• _QUOTED PASSAGE_:
---+---
Highlights & Insights¶
- Transforming multi-turn "historical consistency" into verifiable agent actions is highly effective. Instead of just appending history, the model explicitly queries and validates against it.
- Self-taught trajectory collection is practical. It constructs high-quality behavior from the model's own rollouts without requiring manual agent annotations.
- Clause-based process rewards (SELECT, WHERE, JOIN F1) are more informative for SQL structural repair than pure execution binary signals.
- The distinction between "short-horizon RL" and "long-horizon agentic RL" is clear: the latter learns post-execution reflection and cross-turn constraint recovery.
- Evaluation on predicted-prior (using the model's own past predictions) shows MTSQL-R1 is more robust against the "snowball effect" of errors.
---+---
• _DATASET EXTRACT_:

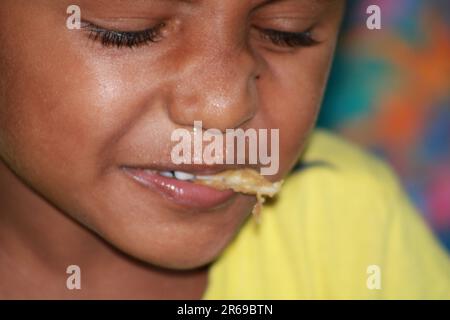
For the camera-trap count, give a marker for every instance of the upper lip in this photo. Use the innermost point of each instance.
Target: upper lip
(196, 169)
---+---
• _TASK OBJECTIVE_: Which clauses does the highlights section name for the clause-based process rewards?

• _THE ANSWER_: SELECT, WHERE, and JOIN F1.